Artigo:
----------
22/01/2003 - 10:00
O primeiro funcionário público exonerado no governo Lula
durou quatro dias no cargo.
O empresário Sérgio José de Souza, dono de uma empresa
de consultoria em Uberaba, no Triângulo Mineiro, foi nomeado assessor especial do novo ministro dos Transportes, Anderson Adauto, seu amigo e conterrâneo, na sexta-feira 10. Com a repercussão do “Dossiê Iturama”, revelado semana passada por ISTOÉ, o Diário Oficial da União publicou seu desligamento do Ministério “a pedido”. A reportagem aponta
um rombo de R$ 4 milhões na Prefeitura de Iturama (MG), envolvendo empresas fantasmas, falsificações e os nomes de Adauto, na época deputado estadual do PMDB, e do então prefeito Aelton José de Freitas, hoje senador do PL. Sérgio de Souza, que trabalha com Adauto desde 1986, era um dos sócios da CPA, Construtora Planejamento
e Assessoria Ltda., empresa que fez também contratos generosos
com a prefeitura de Aelton Freitas.
O conteúdo da denúncia fez acender a luz amarela no Planalto, que tomou certas providências. Excluiu Adauto da viagem que o presidente Lula e o Ministério fizeram às favelas de Teresina e Recife na sexta-feira 10, quando ISTOÉ já estava nas bancas. Adauto, que fazia parte da comitiva divulgada oficialmente no dia anterior, não viajou porque tinha reuniões “aqui no Ministério”, explicou um funcionário. Mas o que vazou é que o presidente Lula teve um seco diálogo com Adauto, que o procurou já na sexta-feira, tentando antecipar as explicações. “As denúncias, no todo ou em parte, são verdadeiras?”, perguntou Lula, sem rodeios. “Vou demonstrar que são infundadas”, prometeu Adauto. “Você está dizendo que prova, então prove! Se você não pode provar, é melhor sair”, sugeriu o presidente. Apesar da gravidade da conversa, o ministro pediu um tempo para as respostas. Segundo um dos interlocutores de Lula, Adauto trafega na corda bamba. “Se fosse do PT, ele já estaria demitido. Mas como é de outro partido, vamos aguardar os esclarecimentos, para não parecer que buscamos pretexto para tirar um aliado. Ele, como todo mundo, tem a presunção da inocência. Se não conseguir provar, sairá. Não há prazo para isso, só o do bom senso”, revela o colaborador do presidente. Até o presidente do PL, Valdemar Costa Neto (SP), jogou a toalha num desabafo com um amigo: “Derrubaram o Anderson.”
Quando subiu na boléia do Ministério dos Transportes, Anderson
Adauto não deixou seus velhos companheiros na estrada. Carregou
-os na caçamba. Sérgio José de Souza, que sobrevivia no cargo
de assessor na Assembléia Legislativa de Minas desde 1987, só foi exonerado no dia 9 de janeiro deste ano. No dia seguinte, estreou com destaque no Diário Oficial da União no invejado cargo de assessor especial do ministro. Já Rômulo Figueiredo, o outro sócio da CPA e também funcionário de Adauto na Assembléia mineira, ficou na sombra. Mas ganhou uma poltrona VIP no Ministério.
----------
Requisitos do exercício:
(A) Diga se cada afirmação a seguir está de acordo com o artigo sobre Anderson Adauto. Responda sim ou não e cite as palavras do artigo que decidem. (i) Sérgio José de Souza foi nomeado assessor especial do ministro dos Transportes na sexta-feira 10. (ii) Anderson Adauto acompanhou Lula na viagem às favelas de Teresina e Recife. (iii) Rômulo Figueiredo ficou sem cargo no Ministério.
(B) Escreva a continuação do artigo sobre Anderson Adauto a partir da última frase apresentada.

Dados fornecidos:
----------
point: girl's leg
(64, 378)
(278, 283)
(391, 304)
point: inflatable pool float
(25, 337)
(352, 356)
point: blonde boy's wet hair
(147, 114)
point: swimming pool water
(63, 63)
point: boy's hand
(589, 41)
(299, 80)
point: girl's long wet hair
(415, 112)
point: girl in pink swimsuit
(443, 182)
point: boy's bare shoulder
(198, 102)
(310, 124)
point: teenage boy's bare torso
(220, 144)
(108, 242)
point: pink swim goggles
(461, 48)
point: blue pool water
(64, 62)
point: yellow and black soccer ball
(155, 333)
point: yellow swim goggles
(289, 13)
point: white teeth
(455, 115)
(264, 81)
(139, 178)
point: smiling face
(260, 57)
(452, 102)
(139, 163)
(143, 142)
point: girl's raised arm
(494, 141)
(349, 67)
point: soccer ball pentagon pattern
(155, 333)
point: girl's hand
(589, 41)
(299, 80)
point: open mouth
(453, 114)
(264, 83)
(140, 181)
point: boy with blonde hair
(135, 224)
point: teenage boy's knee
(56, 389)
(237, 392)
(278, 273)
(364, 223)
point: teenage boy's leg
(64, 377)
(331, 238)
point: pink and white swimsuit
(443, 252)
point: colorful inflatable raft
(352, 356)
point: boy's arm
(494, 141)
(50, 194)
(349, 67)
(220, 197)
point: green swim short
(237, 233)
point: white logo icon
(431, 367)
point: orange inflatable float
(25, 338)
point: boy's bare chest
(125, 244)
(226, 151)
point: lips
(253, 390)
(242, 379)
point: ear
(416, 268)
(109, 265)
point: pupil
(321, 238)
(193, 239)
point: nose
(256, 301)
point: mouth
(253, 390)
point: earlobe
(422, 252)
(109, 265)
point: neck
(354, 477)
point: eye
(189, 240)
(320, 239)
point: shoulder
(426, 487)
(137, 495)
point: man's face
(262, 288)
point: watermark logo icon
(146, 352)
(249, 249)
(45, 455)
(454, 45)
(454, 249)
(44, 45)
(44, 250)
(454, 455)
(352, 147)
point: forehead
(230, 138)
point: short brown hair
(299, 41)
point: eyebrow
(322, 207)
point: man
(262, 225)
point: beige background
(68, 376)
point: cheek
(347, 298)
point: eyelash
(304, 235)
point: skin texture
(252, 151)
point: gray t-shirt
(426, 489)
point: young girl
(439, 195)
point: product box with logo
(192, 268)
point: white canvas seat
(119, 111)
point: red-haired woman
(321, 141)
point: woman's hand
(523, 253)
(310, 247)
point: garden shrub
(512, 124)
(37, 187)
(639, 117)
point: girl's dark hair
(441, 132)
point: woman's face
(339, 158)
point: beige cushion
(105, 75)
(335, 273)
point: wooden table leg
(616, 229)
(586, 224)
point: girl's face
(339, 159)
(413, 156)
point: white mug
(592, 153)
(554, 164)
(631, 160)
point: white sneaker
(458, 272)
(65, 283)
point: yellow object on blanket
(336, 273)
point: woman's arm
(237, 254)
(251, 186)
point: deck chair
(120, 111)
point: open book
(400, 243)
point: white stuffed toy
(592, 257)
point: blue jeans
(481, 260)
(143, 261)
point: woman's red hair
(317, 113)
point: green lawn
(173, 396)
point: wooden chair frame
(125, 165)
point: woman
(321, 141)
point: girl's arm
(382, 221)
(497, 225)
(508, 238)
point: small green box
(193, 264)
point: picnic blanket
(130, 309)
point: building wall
----------
Respostas das tarefas:
(A)
(i) Sim: “foi nomeado assessor especial do novo ministro dos Transportes, Anderson Adauto, seu amigo e conterrâneo, na sexta-feira 10”
(ii) Não: “Excluiu Adauto da viagem que o presidente Lula e o Ministério fizeram às favelas de Teresina e Recife”
(iii) Não: “Mas ganhou uma poltrona VIP no Ministério.”

(B)
Dúvida – Dos três sócios oficiais da CPA – Sérgio, Rômulo e Clodoaldo Soares – dois já estavam instalados dentro do governo. Pelo ofício 008, de 7 de janeiro de 2003, ao qual ISTOÉ teve acesso, o ministro nomeou Rômulo Figueiredo como membro da equipe responsável pela transição da diretoria do estratégico Departamento Nacional de Infra-estrutura de Transportes, o antigo DNER. A assessoria do ministro negou a nomeação durante a semana. Ao ser confrontado com o documento, Adauto confirmou a indicação e improvisou o afastamento “desde a sexta-feira 10”. Mas é Rômulo quem aparece carregando a pasta do amigo Adauto, no saguão de entrada do ministério, na foto de André Dusek feita na terça-feira 14.
As ligações do ministro com o trio não são recentes. Adauto engatou as primeiras marchas na política como chefe de gabinete do prefeito de Uberaba, Wagner do Nascimento, em 1983. Seus bons companheiros também estavam na primeira classe. Clodoaldo Soares, sócio da CPA e beneficiário como pessoa física de R$ 115 mil em pagamentos irregulares da Prefeitura de Iturama, era o secretário de Fazenda. Sérgio José de Souza ainda era um obscuro burocrata da prefeitura quando Rômulo Figueiredo já desfilava como secretário de Administração.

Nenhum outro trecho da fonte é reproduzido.